Start of Block
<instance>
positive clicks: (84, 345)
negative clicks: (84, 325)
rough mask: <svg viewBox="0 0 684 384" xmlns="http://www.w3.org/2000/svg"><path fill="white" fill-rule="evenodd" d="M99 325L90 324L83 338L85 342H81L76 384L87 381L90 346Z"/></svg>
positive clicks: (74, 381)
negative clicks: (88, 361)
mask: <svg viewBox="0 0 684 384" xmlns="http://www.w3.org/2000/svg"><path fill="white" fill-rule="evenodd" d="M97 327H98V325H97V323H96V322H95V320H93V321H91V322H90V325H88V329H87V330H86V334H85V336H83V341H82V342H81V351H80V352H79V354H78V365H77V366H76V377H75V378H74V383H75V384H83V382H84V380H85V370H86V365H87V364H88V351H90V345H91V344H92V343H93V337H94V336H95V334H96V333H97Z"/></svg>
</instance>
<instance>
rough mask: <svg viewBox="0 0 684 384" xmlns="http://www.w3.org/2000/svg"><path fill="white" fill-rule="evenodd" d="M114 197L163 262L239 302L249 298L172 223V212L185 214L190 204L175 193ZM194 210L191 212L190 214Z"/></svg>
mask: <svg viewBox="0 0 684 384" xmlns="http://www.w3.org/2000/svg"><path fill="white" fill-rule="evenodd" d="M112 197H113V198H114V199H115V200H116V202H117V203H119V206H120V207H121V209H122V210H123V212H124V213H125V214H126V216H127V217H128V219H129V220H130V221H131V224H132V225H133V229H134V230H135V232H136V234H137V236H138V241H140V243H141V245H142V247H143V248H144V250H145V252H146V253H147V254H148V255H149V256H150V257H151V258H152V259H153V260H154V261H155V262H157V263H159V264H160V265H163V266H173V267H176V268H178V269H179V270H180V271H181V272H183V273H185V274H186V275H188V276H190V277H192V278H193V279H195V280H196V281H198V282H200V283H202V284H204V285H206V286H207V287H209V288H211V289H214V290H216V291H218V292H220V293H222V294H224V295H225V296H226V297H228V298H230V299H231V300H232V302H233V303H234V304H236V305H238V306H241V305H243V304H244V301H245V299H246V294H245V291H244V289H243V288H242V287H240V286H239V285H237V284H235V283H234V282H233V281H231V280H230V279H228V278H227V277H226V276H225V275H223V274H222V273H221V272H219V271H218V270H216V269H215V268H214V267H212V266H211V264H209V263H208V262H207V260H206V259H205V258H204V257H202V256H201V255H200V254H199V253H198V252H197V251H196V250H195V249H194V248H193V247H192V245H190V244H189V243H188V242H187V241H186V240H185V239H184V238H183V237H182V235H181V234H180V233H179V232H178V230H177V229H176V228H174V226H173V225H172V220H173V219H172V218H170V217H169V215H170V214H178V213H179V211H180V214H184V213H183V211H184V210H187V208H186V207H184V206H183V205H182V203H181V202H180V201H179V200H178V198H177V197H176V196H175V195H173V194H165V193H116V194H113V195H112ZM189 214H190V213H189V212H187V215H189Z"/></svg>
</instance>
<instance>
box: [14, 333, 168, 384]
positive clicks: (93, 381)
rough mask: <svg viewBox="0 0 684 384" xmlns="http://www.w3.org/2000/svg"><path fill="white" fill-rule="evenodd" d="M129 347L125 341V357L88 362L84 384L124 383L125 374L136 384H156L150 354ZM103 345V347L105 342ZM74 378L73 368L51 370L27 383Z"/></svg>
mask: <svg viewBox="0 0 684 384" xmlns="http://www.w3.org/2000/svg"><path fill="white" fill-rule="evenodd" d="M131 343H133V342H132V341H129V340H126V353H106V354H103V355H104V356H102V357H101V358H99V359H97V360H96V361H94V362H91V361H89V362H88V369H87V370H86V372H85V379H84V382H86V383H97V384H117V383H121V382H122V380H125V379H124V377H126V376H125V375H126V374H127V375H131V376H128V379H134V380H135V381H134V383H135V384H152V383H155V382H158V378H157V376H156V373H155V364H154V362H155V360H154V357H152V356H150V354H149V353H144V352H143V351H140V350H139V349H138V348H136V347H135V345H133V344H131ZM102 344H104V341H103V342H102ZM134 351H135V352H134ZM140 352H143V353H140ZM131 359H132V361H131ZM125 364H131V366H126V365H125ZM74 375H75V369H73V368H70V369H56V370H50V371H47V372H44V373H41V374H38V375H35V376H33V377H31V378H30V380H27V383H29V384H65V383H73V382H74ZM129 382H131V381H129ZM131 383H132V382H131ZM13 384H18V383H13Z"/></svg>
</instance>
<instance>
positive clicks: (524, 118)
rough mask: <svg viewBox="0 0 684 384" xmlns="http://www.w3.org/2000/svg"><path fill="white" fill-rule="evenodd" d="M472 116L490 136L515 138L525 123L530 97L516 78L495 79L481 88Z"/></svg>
End of Block
= REQUIRED WORK =
Pull out each line of the records above that contains the string "clicks", and list those lines in their original order.

= SOLUTION TO THIS PROBLEM =
positive clicks: (84, 345)
negative clicks: (84, 325)
positive clicks: (74, 381)
negative clicks: (88, 361)
positive clicks: (93, 381)
positive clicks: (524, 118)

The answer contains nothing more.